** PASSAGE PROVIDED **

####

To prevail on a premises-liability claim under Texas law, a plaintiff must establish that: (1) the property owner had actual or constructive knowledge of a condition on the premises; (2) the condition posed an unreasonable risk of harm; (3) the property owner did not exercise reasonable care to reduce or eliminate the unreasonably dangerous condition; and (4) the property owner's failure to use reasonable care to reduce or eliminate the risk proximately caused the invitee's injuries. See Keetch v. Kroger Co., 845 S.W.2d 262, 264 (Tex. 1992).
The existence of actual or constructive notice of a premises defect is a threshold requirement in a premises liability case. See Henkel, 441 S.W.3d at 251. To have actual notice of a dangerous condition, the property owner must know of the condition and fail to take reasonable steps to eliminate the risk. See Keetch, 845 S.W.2d at 265. Constructive knowledge can be established “by showing that the condition had existed long enough for the owner or occupier to have discovered it upon reasonable inspection.” CMH Homes, Inc., 15 S.W.3d at 102. This so-called “time-notice rule” is “firmly rooted in [Texas] jurisprudence,” and “based on the premise that temporal evidence best indicates whether the owner had a reasonable opportunity to discover and remedy a dangerous condition.” Wal-Mart Stores, Inc. v. Reece, 81 S.W.3d 812, 815-16 (Tex. 2002).
Outcome: Here, Campos failed to adduce (1) any evidence of a condition that posed an unreasonable risk of harm, or (2) any evidence that Fiesta had actual or constructive notice of such a condition. The absence of evidence that Fiesta had constructive notice of a condition that posed an unreasonable risk of harm similarly defeats Campos' allegation that Fiesta is liable for failing to monitor and inspect the condition of the floor. (Dkt. 1-2 at 5). Thus, summary judgment on Campos' claims is in order.
Fiesta's Motion for Summary Judgment (Dkt. 16) is GRANTED and this case dismissed with prejudice.

####

** THE EXERCISE **
According to the premises-liability ruling, how can constructive knowledge be established? The records are separate material with no connection to the ruling.

####

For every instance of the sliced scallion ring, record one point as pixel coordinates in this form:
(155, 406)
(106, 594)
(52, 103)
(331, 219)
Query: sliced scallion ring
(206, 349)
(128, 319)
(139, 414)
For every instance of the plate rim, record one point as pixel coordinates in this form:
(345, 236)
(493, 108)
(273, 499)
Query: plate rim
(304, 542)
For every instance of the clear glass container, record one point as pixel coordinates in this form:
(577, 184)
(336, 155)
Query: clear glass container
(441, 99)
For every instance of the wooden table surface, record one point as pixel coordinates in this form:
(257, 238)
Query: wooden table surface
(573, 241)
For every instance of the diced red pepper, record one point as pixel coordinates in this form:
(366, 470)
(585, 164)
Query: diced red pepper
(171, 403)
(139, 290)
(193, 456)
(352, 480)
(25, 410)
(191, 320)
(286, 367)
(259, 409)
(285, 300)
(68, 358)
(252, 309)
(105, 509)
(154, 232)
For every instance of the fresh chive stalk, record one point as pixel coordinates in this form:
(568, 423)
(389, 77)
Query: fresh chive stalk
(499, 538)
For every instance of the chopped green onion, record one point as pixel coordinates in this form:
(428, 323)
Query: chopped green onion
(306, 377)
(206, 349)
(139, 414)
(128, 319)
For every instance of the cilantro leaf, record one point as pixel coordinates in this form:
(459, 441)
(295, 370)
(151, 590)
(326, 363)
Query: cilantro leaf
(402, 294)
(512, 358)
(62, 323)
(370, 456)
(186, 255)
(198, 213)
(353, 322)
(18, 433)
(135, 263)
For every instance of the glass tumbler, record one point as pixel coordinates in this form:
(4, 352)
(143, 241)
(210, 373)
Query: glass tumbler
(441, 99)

####

** COMPLETE RESPONSE **
By showing that the condition had existed long enough for the owner or occupier to have discovered it upon reasonable inspection.